Short exercise 1:
In the records, starting with the line that contains "Target: glowing ember" and going on through the end of the records, switch "metal pan" to "steel pan". Write out those lines again with nothing else changed.
-- start of Text excerpt --
But, bucking the conventional wisdom that consumers need help, Time magazine argues that it knows “The Real Problem with Credit Cards: The Cardholders.” Why is that?
Every penny of Americans’ nearly $1 trillion in revolving debt started with someone — some individual person — whipping out a piece of plastic and making a decision to use it. We could consider that free will and just call it a day, but there’s plenty of reason to believe the story isn’t so simple. There are piles of evidence that people are bad decision makers when it comes to how they use credit cards. Even when presented with full and fair information, they often make decisions that are not in their own economic best interest — a reality only partly taken into account by the new rules and pending legislation.
This irrational spending is the reason why, in the face of soon-to-be-enacted consumer protections, “credit-card companies, though, may not be the only ones we need to be protected from.” Reporter Barbara Kiviat goes on to cite several behavioral economics studies which suggest that people are terrible at weighing the pros and cons of spending, especially when armed with a credit card.
Once we’ve got our card in hand, our behavior becomes riddled with irrationalities. In one experiment, Drazen Prelec and Duncan Simester of the Massachusetts Institute of Technology found that people were willing to pay twice as much for basketball tickets when they were using a credit card as opposed to paying cash. Credit-card spending just doesn’t feel like real money. In another study, Nicholas Souleles of the University of Pennsylvania and David Gross of the consultancy Compass Lexecon calculated that the typical consumer unnecessarily spends $200 a year in interest payments by keeping a sizable stash of cash in savings or checking while at the same time carrying a credit-card balance. In our heads, the two don’t line up.
Which is all fine and good, except that those illogical tendencies in human behavior are exactly what credit card companies exploit to make a profit with confusing fine print, hidden fees, low introductory rates, payment deferments, and incentives to spend more. After all, no company would make money if everyone just paid off their balance at the end of the month.
-- end of Text excerpt --
Short exercise 2:
In the credit card text, how much more were people willing to pay for basketball tickets with a credit card than with cash?
-- start of Dataset records --
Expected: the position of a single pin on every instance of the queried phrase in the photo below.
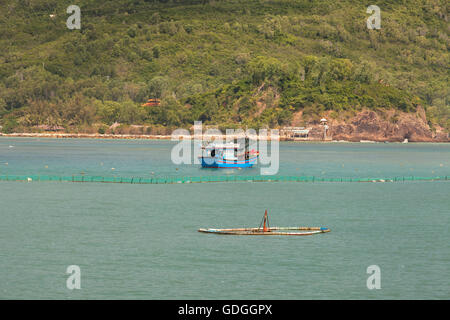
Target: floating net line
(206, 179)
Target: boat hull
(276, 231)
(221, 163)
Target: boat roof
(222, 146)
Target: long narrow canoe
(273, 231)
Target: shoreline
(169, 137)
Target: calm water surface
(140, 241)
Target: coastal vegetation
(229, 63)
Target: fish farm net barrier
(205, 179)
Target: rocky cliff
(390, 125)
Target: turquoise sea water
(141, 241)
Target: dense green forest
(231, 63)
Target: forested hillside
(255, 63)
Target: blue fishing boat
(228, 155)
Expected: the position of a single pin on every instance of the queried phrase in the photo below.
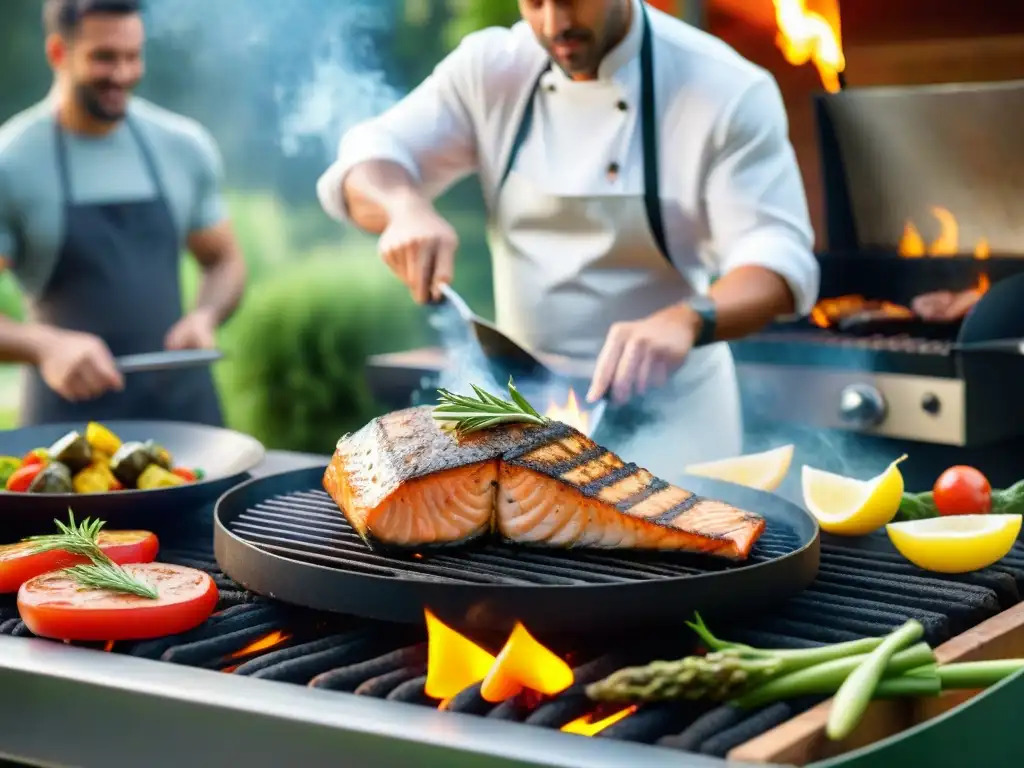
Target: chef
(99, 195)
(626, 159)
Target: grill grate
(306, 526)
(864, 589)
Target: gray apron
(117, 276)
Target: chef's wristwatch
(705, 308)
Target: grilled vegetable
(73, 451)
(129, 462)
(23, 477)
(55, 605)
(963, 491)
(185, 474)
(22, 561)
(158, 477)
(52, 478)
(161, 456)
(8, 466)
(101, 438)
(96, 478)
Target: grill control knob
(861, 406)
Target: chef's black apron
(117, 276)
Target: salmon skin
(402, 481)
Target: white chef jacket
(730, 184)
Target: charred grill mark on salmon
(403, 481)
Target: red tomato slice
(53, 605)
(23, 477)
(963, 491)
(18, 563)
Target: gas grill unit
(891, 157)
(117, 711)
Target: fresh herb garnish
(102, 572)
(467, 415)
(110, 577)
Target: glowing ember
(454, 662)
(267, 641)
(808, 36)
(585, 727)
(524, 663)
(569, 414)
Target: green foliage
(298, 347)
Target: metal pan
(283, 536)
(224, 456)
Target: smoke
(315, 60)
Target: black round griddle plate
-- end of Dataset records --
Correct answer 1:
Target: glowing ember
(454, 662)
(267, 641)
(808, 36)
(585, 727)
(524, 663)
(569, 414)
Target: green foliage
(298, 347)
Target: steel pan
(283, 536)
(224, 456)
Target: smoke
(315, 60)
Target: black round griddle plate

Correct answer 2:
Twice as much.